INPUT FOR THIS TASK »
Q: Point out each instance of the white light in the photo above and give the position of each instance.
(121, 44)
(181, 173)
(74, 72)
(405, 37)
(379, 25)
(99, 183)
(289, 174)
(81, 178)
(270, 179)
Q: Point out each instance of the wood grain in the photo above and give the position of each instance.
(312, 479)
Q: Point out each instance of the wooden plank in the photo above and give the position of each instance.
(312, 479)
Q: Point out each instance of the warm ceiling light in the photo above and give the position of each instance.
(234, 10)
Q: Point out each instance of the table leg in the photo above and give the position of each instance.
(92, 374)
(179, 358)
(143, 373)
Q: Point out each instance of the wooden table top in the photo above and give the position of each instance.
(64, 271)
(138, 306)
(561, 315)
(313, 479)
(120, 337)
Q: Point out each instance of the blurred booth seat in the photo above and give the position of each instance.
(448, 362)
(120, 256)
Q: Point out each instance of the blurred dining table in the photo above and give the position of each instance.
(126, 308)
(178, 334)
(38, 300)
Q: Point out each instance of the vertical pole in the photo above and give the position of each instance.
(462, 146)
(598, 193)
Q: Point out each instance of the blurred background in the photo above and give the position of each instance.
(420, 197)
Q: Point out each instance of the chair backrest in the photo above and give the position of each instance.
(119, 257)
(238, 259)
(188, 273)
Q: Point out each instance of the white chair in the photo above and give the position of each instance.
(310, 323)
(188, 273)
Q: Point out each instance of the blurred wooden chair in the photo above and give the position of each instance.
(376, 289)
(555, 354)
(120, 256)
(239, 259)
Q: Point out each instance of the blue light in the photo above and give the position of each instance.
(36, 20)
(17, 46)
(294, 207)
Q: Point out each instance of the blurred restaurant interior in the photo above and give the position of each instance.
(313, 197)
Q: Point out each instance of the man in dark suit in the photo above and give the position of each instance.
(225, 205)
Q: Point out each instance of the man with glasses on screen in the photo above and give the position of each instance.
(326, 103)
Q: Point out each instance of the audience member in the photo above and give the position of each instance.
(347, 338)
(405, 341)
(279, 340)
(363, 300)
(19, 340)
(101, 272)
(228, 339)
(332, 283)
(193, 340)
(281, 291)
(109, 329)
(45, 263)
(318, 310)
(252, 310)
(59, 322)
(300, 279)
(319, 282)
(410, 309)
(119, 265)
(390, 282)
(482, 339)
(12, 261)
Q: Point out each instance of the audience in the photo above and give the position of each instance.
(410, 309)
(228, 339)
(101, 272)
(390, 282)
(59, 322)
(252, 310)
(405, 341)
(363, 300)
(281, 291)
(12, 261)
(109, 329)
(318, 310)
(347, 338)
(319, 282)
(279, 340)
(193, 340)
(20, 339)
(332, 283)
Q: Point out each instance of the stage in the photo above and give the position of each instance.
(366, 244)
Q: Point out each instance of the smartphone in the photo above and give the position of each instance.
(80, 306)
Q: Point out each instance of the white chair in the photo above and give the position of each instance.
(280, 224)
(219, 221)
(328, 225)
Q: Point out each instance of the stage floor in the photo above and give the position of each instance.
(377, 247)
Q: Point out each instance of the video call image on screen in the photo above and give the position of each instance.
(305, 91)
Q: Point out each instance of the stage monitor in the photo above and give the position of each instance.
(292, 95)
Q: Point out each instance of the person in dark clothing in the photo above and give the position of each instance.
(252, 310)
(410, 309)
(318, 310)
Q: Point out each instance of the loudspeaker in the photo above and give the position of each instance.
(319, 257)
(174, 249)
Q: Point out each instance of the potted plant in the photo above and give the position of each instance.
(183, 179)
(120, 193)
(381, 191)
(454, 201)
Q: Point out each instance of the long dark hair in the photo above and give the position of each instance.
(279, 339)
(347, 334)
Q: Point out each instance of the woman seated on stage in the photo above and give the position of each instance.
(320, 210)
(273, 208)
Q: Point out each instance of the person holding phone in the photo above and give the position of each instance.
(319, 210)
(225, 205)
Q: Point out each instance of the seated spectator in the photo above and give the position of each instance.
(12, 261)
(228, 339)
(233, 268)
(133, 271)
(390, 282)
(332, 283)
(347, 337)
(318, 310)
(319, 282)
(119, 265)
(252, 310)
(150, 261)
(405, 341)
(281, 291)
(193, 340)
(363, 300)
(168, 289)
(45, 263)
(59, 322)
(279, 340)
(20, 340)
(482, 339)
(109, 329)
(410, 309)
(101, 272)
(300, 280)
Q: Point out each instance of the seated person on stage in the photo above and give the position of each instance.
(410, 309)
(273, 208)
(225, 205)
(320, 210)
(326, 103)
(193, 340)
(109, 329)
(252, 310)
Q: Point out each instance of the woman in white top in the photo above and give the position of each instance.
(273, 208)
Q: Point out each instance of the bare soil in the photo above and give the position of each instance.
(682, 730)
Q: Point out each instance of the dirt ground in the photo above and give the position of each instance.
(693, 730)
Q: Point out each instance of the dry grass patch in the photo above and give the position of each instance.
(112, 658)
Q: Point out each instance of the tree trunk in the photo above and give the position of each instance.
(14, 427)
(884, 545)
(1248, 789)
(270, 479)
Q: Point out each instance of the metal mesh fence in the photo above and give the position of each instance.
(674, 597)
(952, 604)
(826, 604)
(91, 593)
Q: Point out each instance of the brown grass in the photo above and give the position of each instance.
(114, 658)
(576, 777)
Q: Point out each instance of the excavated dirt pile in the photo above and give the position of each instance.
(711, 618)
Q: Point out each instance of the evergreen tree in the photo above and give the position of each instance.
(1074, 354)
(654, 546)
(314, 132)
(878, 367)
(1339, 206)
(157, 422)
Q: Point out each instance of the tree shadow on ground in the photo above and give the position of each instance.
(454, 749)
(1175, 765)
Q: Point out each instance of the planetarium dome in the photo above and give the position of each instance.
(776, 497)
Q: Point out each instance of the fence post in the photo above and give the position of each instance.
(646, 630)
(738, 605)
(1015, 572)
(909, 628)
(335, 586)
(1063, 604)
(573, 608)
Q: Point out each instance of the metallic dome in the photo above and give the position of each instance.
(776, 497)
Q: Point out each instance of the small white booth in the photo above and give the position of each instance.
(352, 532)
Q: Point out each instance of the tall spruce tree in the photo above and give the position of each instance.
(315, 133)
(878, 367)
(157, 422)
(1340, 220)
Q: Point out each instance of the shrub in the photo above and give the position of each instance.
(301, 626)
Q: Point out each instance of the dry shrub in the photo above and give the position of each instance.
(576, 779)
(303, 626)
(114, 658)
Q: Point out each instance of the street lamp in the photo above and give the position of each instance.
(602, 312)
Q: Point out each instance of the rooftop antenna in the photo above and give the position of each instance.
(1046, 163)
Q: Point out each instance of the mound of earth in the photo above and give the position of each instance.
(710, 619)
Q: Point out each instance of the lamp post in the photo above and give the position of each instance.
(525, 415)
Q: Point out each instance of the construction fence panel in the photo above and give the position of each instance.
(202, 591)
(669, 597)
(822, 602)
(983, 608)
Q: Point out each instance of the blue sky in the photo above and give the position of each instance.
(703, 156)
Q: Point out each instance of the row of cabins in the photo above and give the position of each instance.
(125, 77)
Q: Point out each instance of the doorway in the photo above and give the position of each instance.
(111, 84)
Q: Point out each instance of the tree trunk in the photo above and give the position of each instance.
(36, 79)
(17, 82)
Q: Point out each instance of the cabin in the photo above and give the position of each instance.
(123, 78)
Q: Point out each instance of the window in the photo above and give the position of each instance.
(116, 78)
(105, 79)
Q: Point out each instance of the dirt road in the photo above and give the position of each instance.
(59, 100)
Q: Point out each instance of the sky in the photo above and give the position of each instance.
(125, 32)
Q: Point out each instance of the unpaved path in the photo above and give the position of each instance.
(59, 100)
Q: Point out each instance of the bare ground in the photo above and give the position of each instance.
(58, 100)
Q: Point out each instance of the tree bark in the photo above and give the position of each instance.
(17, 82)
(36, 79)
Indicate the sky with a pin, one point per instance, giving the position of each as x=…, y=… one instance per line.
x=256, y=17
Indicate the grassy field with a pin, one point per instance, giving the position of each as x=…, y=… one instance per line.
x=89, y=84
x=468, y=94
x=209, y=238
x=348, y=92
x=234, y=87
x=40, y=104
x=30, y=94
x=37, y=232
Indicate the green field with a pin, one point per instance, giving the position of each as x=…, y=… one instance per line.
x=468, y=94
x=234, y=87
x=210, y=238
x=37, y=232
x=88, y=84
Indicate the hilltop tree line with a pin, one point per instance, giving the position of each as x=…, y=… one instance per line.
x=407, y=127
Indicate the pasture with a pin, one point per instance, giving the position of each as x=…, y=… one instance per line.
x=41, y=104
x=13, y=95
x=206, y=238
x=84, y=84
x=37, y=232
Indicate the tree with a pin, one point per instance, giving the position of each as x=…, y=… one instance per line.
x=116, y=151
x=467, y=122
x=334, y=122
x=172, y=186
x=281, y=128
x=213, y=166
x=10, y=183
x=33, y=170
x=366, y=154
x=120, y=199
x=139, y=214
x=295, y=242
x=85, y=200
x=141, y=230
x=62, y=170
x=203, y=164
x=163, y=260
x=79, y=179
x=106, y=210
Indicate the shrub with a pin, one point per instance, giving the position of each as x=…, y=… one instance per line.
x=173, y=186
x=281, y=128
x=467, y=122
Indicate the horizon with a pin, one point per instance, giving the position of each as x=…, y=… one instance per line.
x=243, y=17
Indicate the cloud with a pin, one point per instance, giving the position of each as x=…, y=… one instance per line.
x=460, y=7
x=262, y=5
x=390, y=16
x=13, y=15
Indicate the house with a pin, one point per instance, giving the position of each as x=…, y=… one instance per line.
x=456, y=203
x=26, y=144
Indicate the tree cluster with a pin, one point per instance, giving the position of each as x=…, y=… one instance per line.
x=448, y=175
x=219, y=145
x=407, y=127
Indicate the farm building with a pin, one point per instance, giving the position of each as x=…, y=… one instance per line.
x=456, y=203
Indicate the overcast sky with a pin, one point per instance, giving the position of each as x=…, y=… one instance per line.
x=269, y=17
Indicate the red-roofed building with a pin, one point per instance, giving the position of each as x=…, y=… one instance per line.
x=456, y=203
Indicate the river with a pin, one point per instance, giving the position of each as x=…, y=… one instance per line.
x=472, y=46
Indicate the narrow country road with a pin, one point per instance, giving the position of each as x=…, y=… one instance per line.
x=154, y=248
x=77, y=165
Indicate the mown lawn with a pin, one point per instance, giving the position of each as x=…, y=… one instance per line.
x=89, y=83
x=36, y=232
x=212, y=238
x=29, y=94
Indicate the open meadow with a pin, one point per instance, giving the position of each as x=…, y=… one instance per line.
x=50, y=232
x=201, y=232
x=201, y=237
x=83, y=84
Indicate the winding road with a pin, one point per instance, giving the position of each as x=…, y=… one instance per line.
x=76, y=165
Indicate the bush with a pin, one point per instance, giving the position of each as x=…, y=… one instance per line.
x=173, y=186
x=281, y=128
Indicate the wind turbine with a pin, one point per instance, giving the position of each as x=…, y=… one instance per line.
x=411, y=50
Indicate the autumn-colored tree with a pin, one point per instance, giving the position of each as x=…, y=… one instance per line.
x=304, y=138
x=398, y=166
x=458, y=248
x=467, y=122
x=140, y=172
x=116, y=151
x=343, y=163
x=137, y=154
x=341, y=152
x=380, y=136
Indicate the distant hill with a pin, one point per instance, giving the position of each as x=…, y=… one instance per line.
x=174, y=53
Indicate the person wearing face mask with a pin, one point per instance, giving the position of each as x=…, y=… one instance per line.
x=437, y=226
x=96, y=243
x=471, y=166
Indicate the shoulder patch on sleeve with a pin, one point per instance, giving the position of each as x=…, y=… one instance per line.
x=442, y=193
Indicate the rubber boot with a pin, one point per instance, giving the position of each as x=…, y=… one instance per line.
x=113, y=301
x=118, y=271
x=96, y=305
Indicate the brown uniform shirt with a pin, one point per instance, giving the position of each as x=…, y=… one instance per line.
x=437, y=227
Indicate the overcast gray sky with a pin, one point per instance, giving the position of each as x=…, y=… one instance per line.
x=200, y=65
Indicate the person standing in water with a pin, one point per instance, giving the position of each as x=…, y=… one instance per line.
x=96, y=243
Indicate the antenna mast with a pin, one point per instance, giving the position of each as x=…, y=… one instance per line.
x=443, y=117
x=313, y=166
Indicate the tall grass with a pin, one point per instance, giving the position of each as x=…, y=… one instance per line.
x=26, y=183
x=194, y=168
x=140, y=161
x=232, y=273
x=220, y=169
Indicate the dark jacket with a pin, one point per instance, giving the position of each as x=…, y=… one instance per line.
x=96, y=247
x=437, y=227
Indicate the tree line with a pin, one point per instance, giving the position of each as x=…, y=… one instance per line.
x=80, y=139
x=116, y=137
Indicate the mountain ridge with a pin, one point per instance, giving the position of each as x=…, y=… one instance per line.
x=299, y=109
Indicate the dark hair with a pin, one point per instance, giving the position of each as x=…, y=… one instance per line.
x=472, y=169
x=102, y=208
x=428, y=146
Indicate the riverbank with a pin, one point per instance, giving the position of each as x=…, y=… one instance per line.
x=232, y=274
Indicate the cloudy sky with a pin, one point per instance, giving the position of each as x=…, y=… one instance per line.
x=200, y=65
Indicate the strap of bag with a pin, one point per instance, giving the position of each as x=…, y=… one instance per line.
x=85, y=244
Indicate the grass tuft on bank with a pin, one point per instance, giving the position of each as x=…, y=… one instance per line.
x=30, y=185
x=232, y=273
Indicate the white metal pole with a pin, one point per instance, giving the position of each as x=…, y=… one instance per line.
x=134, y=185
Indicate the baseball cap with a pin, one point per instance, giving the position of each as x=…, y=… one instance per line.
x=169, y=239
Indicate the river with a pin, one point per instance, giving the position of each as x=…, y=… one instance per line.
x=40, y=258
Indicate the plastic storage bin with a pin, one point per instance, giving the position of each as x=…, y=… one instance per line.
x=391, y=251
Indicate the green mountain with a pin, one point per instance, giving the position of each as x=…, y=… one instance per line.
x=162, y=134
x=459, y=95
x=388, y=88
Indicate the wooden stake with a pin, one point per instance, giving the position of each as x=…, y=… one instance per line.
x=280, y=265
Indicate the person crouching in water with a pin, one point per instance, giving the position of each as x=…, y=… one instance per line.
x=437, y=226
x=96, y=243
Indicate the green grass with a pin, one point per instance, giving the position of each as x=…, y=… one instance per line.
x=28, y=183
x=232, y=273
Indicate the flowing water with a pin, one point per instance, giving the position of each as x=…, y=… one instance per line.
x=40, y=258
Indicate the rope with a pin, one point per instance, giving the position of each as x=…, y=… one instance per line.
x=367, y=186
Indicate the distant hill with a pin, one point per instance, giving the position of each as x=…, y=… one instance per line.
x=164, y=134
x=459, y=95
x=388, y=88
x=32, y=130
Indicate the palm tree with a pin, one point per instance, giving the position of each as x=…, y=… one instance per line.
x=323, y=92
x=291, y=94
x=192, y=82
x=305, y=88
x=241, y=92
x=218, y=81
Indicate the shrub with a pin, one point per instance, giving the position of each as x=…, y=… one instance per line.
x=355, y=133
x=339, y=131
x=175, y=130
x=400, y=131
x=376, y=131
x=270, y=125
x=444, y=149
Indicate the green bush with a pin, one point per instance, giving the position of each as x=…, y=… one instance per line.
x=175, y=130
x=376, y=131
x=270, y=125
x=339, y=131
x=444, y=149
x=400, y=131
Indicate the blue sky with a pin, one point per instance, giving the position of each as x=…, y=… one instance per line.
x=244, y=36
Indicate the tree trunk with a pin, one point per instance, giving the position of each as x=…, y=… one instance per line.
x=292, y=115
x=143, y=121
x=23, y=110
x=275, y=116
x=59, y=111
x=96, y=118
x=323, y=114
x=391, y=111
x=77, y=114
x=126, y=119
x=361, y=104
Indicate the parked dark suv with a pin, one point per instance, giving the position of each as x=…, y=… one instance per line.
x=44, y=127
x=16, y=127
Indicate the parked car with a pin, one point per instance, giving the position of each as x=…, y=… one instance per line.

PROBLEM STATEMENT » Give an exact reproduction of the lines from the one with "Indicate the palm" to the final line of the entries, including both.

SOLUTION TO THIS EXERCISE »
Indicate the palm tree with a pin, one point per instance, giving the position of each as x=…, y=… one instance per line.
x=323, y=92
x=291, y=94
x=192, y=82
x=305, y=88
x=241, y=92
x=218, y=81
Indicate the shrub with a pin, one point per instance, giving the position of each as x=…, y=… one instance per line.
x=355, y=133
x=339, y=131
x=175, y=130
x=400, y=131
x=376, y=131
x=270, y=125
x=444, y=149
Indicate the green bush with a pin, one point per instance, giving the position of each as x=…, y=… one instance per line.
x=175, y=130
x=376, y=131
x=270, y=125
x=339, y=131
x=444, y=149
x=400, y=131
Indicate the blue sky with a pin, one point per instance, giving the position of each as x=…, y=… one instance per line.
x=244, y=36
Indicate the tree trunk with a pin, one point per instance, giving the position of each as x=…, y=… one instance per line.
x=292, y=115
x=143, y=121
x=23, y=110
x=275, y=116
x=59, y=111
x=96, y=118
x=323, y=114
x=391, y=111
x=77, y=114
x=126, y=119
x=361, y=104
Indicate the parked dark suv with a pin, one point per instance, giving the position of each as x=…, y=… one instance per line.
x=44, y=127
x=16, y=127
Indicate the parked car with a pin, one point per instance, giving the position of each as x=…, y=… one instance per line.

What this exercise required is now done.